▼

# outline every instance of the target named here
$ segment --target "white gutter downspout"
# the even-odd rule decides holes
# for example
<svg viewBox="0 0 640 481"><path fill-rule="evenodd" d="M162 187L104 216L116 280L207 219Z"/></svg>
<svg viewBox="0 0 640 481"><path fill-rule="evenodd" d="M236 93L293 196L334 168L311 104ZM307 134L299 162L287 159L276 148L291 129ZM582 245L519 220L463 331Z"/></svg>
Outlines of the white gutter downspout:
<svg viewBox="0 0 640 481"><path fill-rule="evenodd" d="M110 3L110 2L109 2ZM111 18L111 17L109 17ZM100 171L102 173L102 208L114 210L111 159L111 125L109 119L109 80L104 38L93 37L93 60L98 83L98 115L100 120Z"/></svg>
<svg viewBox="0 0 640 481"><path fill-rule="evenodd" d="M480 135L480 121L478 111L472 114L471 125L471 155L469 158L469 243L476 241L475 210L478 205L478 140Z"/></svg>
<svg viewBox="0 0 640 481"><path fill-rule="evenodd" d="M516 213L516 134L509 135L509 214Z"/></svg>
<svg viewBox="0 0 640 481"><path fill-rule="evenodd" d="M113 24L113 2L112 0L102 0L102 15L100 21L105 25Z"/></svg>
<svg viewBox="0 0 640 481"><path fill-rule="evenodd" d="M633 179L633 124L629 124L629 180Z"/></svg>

▲

WHAT YOU SHOULD DO →
Nothing but an exact reproduction of the entries is wanted.

OUTPUT OF THE TASK →
# outline every instance of the target named here
$ segment --target "white gutter downspout"
# the even-odd rule decides holes
# for example
<svg viewBox="0 0 640 481"><path fill-rule="evenodd" d="M162 187L104 216L116 280L207 219Z"/></svg>
<svg viewBox="0 0 640 481"><path fill-rule="evenodd" d="M236 93L293 196L334 168L311 104ZM307 134L299 162L287 159L276 148L291 129ZM582 245L519 220L463 331Z"/></svg>
Outlines of the white gutter downspout:
<svg viewBox="0 0 640 481"><path fill-rule="evenodd" d="M110 3L110 2L109 2ZM111 18L111 17L109 17ZM100 171L102 173L102 208L114 210L111 159L111 125L109 119L109 80L104 38L93 37L93 60L98 83L98 115L100 120Z"/></svg>
<svg viewBox="0 0 640 481"><path fill-rule="evenodd" d="M480 135L480 121L478 111L472 114L471 125L471 155L469 158L469 243L476 241L475 210L478 205L478 140Z"/></svg>
<svg viewBox="0 0 640 481"><path fill-rule="evenodd" d="M516 213L516 134L509 135L509 214Z"/></svg>
<svg viewBox="0 0 640 481"><path fill-rule="evenodd" d="M113 24L113 2L112 0L102 0L102 15L100 21L105 25Z"/></svg>
<svg viewBox="0 0 640 481"><path fill-rule="evenodd" d="M633 179L633 124L629 124L629 180Z"/></svg>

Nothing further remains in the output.